TASK TO COMPLETE: Having found the line that holds "indicate the dirt", give that line and all lines after it again, word for word, through the end of the data below.

++++++

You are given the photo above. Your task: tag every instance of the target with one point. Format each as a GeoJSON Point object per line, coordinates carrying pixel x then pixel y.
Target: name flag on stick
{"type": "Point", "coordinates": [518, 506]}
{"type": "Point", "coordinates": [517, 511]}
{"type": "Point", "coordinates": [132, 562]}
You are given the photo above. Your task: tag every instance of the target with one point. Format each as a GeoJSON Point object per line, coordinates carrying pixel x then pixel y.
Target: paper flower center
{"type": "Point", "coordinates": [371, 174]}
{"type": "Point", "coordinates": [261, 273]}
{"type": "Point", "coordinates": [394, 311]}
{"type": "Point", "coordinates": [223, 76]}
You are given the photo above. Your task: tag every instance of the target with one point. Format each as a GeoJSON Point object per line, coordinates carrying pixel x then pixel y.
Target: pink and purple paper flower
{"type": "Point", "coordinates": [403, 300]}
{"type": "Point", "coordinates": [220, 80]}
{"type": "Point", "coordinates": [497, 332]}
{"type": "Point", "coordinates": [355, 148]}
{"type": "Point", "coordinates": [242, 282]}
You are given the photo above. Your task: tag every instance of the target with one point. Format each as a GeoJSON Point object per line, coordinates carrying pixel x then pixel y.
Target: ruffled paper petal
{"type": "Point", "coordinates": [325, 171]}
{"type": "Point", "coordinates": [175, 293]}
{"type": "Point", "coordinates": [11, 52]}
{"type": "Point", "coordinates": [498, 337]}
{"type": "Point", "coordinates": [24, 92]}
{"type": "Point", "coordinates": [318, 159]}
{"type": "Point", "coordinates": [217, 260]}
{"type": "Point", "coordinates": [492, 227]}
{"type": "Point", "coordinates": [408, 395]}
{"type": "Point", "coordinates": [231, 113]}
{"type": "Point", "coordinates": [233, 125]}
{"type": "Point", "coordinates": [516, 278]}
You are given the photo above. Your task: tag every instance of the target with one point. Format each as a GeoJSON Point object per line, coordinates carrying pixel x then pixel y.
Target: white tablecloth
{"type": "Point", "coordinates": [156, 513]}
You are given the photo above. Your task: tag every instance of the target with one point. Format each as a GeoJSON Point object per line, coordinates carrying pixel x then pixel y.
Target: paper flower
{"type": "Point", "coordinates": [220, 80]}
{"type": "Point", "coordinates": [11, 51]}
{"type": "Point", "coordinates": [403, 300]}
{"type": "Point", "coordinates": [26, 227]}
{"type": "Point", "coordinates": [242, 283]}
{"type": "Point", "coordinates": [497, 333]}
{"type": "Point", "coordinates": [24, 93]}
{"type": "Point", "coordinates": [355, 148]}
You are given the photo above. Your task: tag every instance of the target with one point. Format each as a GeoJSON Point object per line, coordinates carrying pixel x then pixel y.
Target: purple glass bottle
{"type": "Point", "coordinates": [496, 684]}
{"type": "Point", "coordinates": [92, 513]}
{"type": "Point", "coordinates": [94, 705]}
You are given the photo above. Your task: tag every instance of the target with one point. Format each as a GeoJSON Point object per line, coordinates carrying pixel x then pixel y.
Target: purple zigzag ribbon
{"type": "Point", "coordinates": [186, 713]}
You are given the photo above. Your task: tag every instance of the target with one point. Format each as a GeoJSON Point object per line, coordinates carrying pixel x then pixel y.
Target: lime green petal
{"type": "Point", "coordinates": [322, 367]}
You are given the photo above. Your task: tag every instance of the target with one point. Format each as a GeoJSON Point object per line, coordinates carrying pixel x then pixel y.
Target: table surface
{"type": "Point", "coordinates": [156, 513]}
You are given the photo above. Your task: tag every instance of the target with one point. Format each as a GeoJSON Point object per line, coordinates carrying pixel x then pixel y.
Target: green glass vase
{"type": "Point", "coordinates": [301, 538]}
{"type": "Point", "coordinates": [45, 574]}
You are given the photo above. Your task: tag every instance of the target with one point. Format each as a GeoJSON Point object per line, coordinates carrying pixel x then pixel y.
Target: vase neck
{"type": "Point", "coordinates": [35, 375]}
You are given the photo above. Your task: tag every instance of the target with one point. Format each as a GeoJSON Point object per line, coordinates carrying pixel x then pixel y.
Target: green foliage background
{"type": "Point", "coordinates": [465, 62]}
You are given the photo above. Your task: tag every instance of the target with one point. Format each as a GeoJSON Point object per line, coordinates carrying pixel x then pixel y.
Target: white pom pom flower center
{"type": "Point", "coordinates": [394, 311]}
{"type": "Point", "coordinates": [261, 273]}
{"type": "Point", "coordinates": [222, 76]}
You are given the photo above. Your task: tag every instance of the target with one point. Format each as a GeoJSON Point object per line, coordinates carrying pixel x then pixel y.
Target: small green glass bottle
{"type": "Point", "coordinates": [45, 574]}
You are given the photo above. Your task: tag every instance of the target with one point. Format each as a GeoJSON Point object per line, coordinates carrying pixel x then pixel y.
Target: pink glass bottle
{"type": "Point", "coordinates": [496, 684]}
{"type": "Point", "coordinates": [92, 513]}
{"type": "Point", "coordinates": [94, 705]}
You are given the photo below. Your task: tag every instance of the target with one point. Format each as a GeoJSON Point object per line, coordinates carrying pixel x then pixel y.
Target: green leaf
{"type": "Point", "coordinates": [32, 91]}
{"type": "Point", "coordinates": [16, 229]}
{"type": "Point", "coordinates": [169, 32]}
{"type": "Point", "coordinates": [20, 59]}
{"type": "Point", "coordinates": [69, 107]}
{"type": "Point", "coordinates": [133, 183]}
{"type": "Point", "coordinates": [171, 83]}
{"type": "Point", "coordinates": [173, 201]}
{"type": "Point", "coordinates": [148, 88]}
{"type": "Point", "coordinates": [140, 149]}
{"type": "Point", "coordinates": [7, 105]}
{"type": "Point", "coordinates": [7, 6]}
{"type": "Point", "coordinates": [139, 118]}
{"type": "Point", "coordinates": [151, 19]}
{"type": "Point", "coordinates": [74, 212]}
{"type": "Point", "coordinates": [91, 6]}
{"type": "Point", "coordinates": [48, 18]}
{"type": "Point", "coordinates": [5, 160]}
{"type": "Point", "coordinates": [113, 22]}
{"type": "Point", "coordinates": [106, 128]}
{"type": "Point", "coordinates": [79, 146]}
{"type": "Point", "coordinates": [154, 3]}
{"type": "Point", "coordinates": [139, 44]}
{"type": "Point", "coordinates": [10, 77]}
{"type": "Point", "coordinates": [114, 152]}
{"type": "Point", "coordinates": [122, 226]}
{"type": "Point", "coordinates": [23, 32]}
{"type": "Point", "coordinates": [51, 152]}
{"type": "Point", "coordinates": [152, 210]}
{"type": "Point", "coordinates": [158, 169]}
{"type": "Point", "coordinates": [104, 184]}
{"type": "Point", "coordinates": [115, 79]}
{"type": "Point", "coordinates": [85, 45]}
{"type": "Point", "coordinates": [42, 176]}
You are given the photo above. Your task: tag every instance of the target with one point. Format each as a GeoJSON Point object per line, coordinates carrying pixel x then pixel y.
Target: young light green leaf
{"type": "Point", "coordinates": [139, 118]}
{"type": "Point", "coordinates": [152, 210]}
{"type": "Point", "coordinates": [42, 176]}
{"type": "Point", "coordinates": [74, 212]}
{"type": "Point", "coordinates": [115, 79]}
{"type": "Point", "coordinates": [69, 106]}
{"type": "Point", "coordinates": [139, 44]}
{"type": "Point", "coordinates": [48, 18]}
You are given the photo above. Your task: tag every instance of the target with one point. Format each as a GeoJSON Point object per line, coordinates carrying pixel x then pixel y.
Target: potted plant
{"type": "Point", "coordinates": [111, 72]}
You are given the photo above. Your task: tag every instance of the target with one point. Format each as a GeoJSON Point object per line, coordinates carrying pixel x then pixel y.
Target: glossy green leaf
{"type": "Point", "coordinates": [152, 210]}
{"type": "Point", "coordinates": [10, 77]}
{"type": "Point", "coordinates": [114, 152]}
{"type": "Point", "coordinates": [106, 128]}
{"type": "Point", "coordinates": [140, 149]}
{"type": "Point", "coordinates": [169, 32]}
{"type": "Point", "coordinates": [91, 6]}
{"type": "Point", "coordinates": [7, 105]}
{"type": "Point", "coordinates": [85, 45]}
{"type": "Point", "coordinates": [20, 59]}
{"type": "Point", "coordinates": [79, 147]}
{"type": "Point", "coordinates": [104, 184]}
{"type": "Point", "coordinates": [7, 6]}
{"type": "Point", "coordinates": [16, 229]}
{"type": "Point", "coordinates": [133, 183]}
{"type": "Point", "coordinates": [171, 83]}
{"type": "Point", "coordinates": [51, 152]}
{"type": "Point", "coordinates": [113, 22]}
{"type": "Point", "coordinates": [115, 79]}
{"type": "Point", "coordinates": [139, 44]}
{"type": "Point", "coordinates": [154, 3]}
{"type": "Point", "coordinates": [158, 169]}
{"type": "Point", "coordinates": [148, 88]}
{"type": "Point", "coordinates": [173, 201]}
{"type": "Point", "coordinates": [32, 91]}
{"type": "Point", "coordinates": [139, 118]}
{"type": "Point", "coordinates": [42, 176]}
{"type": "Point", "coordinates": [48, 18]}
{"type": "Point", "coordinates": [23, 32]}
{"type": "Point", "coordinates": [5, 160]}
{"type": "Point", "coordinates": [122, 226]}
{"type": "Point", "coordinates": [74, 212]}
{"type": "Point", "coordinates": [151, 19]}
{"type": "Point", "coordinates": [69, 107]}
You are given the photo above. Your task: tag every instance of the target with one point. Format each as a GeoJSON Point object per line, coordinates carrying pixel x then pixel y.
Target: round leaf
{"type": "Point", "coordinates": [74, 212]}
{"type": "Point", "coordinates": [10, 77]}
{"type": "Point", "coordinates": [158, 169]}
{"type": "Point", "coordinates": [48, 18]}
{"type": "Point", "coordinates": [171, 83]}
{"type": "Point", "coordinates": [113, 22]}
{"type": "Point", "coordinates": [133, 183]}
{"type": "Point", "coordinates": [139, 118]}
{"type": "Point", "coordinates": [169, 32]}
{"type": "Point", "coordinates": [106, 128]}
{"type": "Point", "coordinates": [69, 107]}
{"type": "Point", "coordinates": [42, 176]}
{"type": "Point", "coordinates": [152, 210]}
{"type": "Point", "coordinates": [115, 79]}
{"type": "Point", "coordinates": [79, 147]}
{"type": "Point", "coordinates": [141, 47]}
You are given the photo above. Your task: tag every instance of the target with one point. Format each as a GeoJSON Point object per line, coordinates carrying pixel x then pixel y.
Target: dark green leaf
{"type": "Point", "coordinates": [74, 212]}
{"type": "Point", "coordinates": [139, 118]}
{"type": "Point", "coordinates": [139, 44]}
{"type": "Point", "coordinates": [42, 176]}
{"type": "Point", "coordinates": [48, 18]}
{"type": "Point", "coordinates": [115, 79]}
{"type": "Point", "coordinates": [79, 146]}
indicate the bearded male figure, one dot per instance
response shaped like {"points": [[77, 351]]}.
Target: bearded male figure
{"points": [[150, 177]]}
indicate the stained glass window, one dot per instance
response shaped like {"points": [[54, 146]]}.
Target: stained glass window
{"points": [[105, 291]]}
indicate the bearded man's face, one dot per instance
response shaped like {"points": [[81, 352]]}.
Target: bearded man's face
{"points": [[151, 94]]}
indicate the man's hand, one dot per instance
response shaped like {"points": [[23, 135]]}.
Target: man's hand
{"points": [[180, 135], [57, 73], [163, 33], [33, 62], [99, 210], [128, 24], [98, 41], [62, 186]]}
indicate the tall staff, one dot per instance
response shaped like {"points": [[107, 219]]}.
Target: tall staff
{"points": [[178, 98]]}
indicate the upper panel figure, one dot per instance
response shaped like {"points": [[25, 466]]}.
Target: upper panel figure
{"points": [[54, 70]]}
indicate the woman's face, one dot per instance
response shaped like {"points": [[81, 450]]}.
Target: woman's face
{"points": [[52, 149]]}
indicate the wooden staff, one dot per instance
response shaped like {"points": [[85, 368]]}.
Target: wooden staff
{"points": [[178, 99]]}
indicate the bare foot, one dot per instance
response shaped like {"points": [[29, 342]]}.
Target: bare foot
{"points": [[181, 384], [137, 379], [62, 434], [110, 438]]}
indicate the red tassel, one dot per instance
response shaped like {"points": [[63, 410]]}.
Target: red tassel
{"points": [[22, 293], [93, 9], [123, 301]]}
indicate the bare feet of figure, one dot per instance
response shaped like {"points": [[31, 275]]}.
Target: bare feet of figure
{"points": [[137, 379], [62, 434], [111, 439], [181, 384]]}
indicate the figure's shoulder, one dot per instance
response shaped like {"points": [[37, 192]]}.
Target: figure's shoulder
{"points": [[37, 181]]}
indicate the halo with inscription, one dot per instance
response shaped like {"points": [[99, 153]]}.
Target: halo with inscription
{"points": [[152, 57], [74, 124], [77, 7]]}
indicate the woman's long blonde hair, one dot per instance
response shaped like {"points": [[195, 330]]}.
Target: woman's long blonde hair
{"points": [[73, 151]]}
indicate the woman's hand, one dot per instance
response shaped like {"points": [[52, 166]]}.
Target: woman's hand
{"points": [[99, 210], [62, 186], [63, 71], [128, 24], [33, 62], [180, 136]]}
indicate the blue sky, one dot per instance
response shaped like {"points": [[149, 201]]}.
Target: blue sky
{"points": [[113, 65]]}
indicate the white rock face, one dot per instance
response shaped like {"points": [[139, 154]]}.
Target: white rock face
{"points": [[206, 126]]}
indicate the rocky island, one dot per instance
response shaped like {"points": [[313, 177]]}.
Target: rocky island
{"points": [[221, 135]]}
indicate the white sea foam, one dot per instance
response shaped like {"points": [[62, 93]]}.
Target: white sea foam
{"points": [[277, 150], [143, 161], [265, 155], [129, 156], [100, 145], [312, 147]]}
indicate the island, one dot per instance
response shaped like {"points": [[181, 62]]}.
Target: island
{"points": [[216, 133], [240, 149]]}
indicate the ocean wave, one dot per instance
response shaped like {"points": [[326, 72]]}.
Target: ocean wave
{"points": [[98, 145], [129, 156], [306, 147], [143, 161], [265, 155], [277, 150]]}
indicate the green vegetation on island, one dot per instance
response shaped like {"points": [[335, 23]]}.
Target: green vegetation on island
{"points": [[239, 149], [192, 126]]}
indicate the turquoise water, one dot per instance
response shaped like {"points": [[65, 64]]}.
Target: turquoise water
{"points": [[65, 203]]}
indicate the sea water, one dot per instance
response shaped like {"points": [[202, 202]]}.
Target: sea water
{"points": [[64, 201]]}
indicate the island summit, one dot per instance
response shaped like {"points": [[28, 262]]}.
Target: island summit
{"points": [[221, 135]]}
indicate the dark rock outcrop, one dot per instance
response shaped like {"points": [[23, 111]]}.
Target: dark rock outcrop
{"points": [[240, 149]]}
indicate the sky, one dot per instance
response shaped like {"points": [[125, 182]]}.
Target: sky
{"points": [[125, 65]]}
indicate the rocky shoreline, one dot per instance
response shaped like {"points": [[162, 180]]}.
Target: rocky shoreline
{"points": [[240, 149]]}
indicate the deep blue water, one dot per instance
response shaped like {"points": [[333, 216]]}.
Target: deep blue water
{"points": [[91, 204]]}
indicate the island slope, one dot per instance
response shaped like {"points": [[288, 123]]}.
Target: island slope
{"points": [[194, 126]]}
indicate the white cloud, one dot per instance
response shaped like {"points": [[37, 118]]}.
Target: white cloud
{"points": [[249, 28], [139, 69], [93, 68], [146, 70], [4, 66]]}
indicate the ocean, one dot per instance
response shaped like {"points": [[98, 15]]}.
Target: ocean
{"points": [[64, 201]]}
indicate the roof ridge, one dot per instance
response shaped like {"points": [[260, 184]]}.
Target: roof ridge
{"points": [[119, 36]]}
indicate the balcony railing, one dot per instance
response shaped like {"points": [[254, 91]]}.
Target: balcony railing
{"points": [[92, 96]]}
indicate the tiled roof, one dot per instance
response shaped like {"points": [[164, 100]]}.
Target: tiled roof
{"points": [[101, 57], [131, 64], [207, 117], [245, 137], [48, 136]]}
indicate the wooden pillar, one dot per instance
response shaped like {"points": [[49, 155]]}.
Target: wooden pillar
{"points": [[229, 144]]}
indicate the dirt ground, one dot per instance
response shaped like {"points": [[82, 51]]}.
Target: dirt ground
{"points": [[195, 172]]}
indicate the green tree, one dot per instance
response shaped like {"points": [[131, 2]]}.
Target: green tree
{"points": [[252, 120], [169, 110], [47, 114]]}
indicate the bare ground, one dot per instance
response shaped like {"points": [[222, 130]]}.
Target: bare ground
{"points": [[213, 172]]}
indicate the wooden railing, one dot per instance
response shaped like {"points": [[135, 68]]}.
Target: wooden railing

++++++

EXPECTED ANSWER:
indicate the dirt ground, one dot per instance
response shaped like {"points": [[82, 51]]}.
Target: dirt ground
{"points": [[195, 172]]}
indicate the green tree, one dot per instance
response shaped like {"points": [[131, 2]]}.
Target: green tree
{"points": [[252, 120], [169, 110], [47, 114]]}
indicate the bare ground, one dot per instance
response shaped like {"points": [[222, 130]]}.
Target: bare ground
{"points": [[213, 172]]}
indicate the wooden railing, one dot per instance
response shaped like {"points": [[135, 68]]}.
Target: wooden railing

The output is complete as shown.